Work to complete:
A. Edit the Linux CPU troubleshooting guide: reproduce the passage between "How to quickly" and "uptime (load average)", inclusive, with "evidence" replaced by "diagnostics".
B. Translate this sentence from the Linux CPU troubleshooting guide into Spanish: "Conclusion: Run uptime — load above core count signals sustained system pressure."

Excerpted text:
How to Troubleshoot CPU 100% on Linux - top, ps, load average Guide

2025-12-16 Reading time: About 10 min Difficulty: Intermediate

What You'll Learn

How to quickly identify the process causing CPU 100%
How to distinguish between "true CPU issue" vs "I/O wait" or "swap thrashing"
How to save evidence (logs/values) before restart for prevention

Quick Summary

When CPU is high, follow this order:

Overall status: uptime (load average)
Find culprit with top: top (CPU sort, also check %us/%sy/%wa)
ps for top list: ps aux --sort=-%cpu | head
If it's a service, check logs: systemctl status / journalctl -u
Rule out "looks like CPU but isn't": I/O wait (wa) / memory shortage (swap)

Prerequisites

OS: Ubuntu
Target: Server beginners
sudo access
Goal: Isolation -> Root cause -> Prevention entry

1. Two Types of "CPU 100%" (Blind Spot)

Conclusion: High CPU is true compute (%us high) or I/O wait (%wa high) — identify first.

When CPU is high, the cause is usually one of these:

Type A: Actually CPU Computation Is Heavy

Calculation/loops/encryption/conversion/aggregation
top shows specific process eating CPU
%us (user CPU) is usually high

Type B: Looks Like CPU But Actually I/O Wait / Memory Shortage

Slow disk (log bloat, DB, EBS degradation, I/O limit)
Swap growing = extremely slow (memory shortage)
%wa (I/O wait) is usually high

"CPU 100% so add more CPU" is premature. First check %wa and swap to confirm "Is it really CPU?"

2. uptime for load average (Overall Pressure)

Conclusion: Run uptime — load above core count signals sustained system pressure.

$ uptime

Example output:

 14:05:12 up 10 days,  3:20,  2 users,  load average: 3.52, 3.10, 2.90

What load average means (simplified for beginners):

If CPU cores = 4, load around 4 means "busy"

[Data drawn from a collection]
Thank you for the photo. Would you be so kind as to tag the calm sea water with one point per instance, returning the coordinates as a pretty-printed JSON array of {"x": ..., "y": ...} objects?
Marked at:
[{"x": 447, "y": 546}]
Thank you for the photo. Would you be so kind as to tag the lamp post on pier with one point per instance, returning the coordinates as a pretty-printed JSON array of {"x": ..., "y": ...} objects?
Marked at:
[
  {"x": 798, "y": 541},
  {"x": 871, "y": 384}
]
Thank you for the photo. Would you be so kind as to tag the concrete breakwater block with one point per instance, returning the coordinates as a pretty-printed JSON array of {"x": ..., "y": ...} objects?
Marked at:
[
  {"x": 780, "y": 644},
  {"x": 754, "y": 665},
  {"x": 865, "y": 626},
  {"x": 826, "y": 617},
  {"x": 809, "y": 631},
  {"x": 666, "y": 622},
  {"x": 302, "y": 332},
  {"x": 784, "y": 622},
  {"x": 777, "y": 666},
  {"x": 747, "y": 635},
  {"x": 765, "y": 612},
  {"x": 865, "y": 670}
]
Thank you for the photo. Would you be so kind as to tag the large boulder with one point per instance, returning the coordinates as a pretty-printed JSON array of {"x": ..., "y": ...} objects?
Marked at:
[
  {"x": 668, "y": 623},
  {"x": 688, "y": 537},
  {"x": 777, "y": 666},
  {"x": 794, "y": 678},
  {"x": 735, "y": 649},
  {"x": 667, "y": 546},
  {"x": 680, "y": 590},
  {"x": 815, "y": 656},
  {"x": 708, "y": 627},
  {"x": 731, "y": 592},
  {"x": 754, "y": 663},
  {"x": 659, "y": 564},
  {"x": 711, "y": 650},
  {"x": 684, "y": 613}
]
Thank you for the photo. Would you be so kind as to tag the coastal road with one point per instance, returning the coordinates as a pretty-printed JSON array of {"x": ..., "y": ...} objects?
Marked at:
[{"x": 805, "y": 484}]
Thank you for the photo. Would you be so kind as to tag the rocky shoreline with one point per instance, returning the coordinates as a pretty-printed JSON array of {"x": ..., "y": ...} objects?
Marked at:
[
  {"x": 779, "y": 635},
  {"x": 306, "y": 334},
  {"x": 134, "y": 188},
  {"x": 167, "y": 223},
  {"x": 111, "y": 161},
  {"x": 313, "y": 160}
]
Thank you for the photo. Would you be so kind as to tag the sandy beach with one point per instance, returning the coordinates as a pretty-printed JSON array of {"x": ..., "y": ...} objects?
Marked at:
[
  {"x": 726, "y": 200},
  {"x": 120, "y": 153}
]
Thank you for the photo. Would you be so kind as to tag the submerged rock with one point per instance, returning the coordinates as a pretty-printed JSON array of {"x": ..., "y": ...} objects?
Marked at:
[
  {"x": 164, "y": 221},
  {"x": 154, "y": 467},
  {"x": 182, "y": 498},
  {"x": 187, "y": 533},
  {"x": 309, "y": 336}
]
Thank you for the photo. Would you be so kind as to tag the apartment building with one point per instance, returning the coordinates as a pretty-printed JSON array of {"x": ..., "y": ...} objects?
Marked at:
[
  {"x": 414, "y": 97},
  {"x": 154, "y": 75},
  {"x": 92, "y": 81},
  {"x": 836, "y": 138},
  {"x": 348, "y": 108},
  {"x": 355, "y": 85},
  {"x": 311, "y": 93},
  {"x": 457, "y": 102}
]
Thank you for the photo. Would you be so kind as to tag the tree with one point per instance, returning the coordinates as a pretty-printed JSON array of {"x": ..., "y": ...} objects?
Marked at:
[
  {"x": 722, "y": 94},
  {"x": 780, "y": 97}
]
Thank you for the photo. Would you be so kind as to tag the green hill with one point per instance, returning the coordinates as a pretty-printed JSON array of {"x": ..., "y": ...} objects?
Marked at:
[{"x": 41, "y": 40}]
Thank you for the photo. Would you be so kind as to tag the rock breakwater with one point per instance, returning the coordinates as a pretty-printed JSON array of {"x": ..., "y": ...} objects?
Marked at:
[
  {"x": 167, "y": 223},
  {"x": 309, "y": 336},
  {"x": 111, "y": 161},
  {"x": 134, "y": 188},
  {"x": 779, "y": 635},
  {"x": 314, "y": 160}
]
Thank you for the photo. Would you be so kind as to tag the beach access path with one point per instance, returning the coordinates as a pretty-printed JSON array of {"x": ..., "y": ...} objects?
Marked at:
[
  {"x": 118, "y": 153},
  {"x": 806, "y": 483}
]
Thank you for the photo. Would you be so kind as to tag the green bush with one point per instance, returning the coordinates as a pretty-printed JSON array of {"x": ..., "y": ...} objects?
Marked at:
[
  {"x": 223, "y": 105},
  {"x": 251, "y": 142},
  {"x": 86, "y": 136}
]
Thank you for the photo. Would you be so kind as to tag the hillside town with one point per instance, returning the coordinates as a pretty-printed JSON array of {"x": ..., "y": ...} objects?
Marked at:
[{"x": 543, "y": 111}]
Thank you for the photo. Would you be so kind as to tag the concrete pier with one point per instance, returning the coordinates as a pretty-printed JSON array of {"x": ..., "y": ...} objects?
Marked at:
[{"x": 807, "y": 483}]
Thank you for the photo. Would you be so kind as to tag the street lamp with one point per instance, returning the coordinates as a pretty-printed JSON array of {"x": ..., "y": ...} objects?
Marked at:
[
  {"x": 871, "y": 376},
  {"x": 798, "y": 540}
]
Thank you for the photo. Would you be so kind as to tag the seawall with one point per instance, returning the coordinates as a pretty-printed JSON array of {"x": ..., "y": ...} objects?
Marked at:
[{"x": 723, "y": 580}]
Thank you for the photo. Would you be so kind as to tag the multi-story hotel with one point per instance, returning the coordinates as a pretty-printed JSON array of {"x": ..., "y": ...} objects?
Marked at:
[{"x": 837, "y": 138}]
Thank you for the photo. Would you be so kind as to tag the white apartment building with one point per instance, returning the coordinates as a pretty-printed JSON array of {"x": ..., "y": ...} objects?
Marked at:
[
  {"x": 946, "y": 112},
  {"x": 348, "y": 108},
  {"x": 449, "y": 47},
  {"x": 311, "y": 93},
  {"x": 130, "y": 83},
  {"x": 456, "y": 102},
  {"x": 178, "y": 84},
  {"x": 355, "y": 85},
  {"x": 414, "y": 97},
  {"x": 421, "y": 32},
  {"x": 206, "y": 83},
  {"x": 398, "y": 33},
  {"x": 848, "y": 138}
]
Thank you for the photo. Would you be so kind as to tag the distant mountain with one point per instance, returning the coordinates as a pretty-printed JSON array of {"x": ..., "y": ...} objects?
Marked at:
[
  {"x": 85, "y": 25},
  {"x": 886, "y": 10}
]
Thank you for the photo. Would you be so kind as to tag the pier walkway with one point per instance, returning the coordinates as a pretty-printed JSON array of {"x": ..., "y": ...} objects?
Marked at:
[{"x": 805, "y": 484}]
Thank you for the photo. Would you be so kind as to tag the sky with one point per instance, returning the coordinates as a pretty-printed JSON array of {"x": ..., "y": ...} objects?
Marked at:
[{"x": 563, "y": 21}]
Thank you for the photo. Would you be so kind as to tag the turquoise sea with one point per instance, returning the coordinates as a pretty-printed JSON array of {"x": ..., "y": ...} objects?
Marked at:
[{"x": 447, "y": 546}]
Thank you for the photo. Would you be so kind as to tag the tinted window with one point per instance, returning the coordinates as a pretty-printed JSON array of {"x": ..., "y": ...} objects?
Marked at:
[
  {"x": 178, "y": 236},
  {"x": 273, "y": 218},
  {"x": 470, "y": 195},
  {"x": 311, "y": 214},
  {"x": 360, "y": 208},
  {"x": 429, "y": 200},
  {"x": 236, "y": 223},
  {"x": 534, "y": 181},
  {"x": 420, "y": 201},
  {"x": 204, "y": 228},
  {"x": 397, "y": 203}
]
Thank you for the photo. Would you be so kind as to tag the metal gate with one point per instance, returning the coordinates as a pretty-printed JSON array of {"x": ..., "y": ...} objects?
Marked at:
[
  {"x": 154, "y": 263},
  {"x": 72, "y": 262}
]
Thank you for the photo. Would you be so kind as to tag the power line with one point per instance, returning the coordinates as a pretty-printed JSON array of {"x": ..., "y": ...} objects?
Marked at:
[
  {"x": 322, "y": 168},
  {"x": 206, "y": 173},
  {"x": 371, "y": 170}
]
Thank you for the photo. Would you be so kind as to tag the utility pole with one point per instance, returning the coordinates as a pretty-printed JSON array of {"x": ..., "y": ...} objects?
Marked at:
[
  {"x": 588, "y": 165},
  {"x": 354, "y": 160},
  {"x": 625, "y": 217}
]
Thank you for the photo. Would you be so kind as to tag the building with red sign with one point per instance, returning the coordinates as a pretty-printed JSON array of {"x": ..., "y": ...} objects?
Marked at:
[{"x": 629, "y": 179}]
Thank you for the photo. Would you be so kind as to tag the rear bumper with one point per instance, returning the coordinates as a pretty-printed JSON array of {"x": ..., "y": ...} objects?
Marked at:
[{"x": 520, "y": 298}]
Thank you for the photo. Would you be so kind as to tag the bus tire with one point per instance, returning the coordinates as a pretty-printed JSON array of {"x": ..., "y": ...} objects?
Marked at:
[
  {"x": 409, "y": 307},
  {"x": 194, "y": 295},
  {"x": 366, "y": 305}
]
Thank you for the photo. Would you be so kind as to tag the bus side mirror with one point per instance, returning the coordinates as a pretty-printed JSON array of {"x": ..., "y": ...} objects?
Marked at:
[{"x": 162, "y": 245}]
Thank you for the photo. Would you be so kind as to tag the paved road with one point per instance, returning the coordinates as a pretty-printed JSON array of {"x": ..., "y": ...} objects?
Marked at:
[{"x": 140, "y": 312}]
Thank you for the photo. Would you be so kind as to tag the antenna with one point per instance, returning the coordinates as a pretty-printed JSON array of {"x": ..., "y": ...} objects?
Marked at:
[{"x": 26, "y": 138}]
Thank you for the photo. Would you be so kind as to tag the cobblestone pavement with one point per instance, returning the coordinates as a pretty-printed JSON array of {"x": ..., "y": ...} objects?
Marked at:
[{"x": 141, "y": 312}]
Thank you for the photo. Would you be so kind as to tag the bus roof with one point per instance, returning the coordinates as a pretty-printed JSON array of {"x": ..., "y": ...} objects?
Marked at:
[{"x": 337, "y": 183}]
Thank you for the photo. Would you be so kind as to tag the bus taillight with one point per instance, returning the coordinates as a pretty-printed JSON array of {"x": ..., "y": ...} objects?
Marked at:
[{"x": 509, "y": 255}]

Solved tasks:
A.
How to quickly identify the process causing CPU 100%
How to distinguish between "true CPU issue" vs "I/O wait" or "swap thrashing"
How to save diagnostics (logs/values) before restart for prevention

Quick Summary

When CPU is high, follow this order:

Overall status: uptime (load average)

B. Conclusión: ejecute uptime — una carga superior al número de núcleos indica una presión sostenida sobre el sistema.